What you need to do
• 1. Using the passage on South Hampton's facilities, explain in one to three sentences why essentially all of the standing equipment at South Hampton is operational.
• 2. According to the passage on South Hampton's facilities, about how long are Gulf State's three pipelines in total?
• 3. From the passage on South Hampton's facilities, reproduce the part starting at "South Hampton, in" and ending at "as needs arise.".

===== Source text

South Hampton, in support of the petrochemical operation, owns approximately 69 storage tanks with total capacity approaching 225,000 barrels, and 106 acres of land at the plant site, 55 acres of which are developed.  South Hampton also owns a truck and railroad loading terminal consisting of storage tanks, four rail spurs, and truck and tank car loading facilities on approximately 53 acres, of which 13 acres are developed.
 
As a result of various expansion programs and the toll processing contracts, essentially all of the standing equipment at South Hampton is operational. South Hampton has various surplus equipment stored on-site which may be used in the future to assemble additional processing units as needs arise.
 
Gulf State owns and operates three (3) 8-inch diameter pipelines aggregating approximately 50 miles in length connecting South Hampton’s facility to: (1) a natural gas line, (2) South Hampton’s truck and rail loading terminal and (3) a major petroleum products pipeline system owned by an unaffiliated third party.  All pipelines are operated within Texas Railroad Commission and DOT regulations for maintenance and integrity.

==========
===== Dataset extract

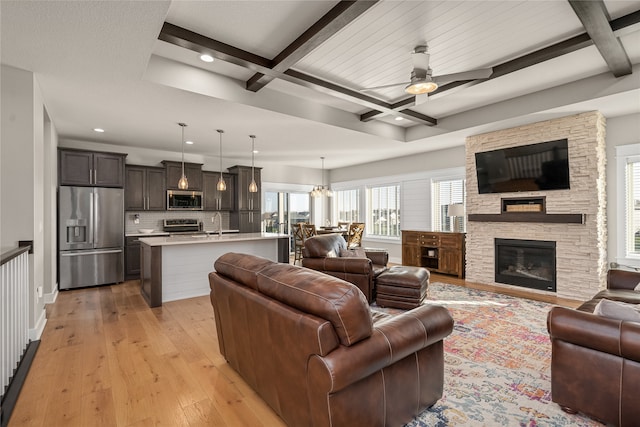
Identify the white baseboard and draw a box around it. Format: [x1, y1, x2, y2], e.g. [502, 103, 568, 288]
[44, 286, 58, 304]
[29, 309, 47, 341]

==========
===== Dataset extract

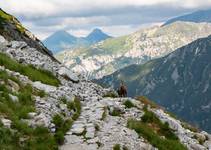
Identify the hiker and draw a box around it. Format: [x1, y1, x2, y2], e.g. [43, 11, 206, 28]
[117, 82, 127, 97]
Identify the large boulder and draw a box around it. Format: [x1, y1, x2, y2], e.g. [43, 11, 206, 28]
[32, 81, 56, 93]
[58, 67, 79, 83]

==========
===== Dataset extract

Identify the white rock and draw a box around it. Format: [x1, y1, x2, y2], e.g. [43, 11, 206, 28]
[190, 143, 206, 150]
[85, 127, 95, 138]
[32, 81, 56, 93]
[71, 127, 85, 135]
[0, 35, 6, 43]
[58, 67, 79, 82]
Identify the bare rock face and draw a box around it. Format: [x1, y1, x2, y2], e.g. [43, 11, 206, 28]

==========

Answers to the exercises
• 1. Essentially all of the standing equipment at South Hampton is operational because of various expansion programs and the toll processing contracts.

• 2. Approximately 50 miles.

• 3.
South Hampton, in support of the petrochemical operation, owns approximately 69 storage tanks with total capacity approaching 225,000 barrels, and 106 acres of land at the plant site, 55 acres of which are developed.  South Hampton also owns a truck and railroad loading terminal consisting of storage tanks, four rail spurs, and truck and tank car loading facilities on approximately 53 acres, of which 13 acres are developed.
 
As a result of various expansion programs and the toll processing contracts, essentially all of the standing equipment at South Hampton is operational. South Hampton has various surplus equipment stored on-site which may be used in the future to assemble additional processing units as needs arise.